Dataset Block Start

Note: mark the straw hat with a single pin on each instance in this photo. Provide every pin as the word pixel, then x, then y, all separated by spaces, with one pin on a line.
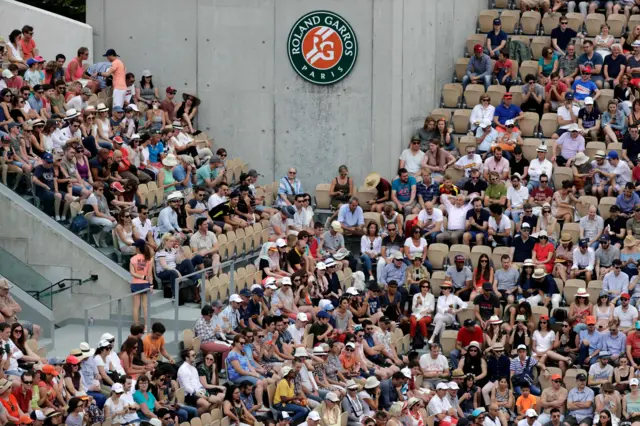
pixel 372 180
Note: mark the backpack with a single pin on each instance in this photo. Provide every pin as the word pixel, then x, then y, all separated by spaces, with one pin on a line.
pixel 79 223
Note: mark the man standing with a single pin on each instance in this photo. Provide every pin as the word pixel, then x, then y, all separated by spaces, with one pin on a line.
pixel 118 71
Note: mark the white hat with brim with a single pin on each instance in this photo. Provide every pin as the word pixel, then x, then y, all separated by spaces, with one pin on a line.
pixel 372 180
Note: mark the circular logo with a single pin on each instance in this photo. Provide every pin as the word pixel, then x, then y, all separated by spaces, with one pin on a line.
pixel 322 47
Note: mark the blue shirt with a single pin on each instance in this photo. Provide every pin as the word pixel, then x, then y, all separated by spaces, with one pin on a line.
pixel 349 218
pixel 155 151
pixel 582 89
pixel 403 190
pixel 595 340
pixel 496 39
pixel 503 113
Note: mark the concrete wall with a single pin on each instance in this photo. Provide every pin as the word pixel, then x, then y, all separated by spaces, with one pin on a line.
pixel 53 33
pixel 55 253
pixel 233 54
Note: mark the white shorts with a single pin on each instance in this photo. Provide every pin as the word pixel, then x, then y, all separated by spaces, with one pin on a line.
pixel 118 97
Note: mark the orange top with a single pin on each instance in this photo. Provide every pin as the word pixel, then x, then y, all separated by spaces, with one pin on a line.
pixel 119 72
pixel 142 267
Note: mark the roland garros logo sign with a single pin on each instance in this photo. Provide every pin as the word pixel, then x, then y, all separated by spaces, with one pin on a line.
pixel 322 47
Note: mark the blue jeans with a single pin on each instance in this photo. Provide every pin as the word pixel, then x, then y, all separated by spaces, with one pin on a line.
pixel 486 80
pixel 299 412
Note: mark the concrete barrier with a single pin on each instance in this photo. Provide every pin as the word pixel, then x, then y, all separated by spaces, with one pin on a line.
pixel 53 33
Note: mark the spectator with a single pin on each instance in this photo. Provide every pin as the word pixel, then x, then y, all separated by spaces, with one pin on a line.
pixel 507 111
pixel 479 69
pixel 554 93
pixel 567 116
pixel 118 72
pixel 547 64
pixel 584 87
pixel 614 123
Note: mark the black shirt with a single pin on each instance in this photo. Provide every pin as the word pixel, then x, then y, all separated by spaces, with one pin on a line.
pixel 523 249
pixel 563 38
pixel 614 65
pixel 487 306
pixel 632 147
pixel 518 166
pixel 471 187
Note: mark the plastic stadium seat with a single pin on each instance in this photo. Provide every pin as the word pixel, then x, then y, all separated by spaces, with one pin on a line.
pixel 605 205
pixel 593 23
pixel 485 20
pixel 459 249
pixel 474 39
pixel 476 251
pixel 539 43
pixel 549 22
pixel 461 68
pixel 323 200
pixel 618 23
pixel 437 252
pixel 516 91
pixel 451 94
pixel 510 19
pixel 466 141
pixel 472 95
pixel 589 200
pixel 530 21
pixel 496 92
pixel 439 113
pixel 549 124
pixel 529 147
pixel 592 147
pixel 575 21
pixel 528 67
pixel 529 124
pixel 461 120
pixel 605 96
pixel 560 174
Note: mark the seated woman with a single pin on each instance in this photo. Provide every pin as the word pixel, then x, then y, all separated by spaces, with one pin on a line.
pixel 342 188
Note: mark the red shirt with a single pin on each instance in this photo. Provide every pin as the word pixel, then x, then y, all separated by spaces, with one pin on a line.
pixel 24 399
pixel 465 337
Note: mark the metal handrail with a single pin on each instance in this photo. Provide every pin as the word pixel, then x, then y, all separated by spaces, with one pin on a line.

Dataset Block End

* [About this exercise]: What is needed is an exact copy of the lines from the one containing "Note: mark the black" through the last line of the records, and nothing else.

* [Your response]:
Note: mark the black shirt with a single pin on each instance in this photo. Provide every pin as the word pixel, then x, then y, all separated by spaces, with one pin on a line.
pixel 523 249
pixel 563 38
pixel 614 65
pixel 487 306
pixel 632 147
pixel 518 166
pixel 471 187
Note: mark the plastic stadium seat with a single pin on each instance in this photo. Provide every pin as the word pixel, then x, then y, all separated by spaces, with one pin on a line.
pixel 605 205
pixel 593 23
pixel 485 20
pixel 459 249
pixel 474 39
pixel 476 251
pixel 539 43
pixel 549 22
pixel 461 68
pixel 323 200
pixel 618 23
pixel 437 252
pixel 516 91
pixel 451 94
pixel 510 19
pixel 466 141
pixel 472 95
pixel 589 200
pixel 530 21
pixel 496 92
pixel 439 113
pixel 549 124
pixel 529 147
pixel 592 147
pixel 575 21
pixel 528 67
pixel 529 124
pixel 461 120
pixel 605 96
pixel 560 174
Note: mark the seated woman with a single pin on each instance in this photo. Provide every pin as the word pixel, then x, then y, all separated by spaces, with one pin on a line.
pixel 342 188
Note: mark the red shirt with a single pin on each instance in this photo. Provide every pin as the word pixel, then x, then y, all separated by spaces, with one pin on a line.
pixel 24 399
pixel 465 337
Note: mark the metal handrail with a single pin on each instance in this photo. Provide every pin as the word pixel, then x, then y, all separated by spaces, with one pin on a line.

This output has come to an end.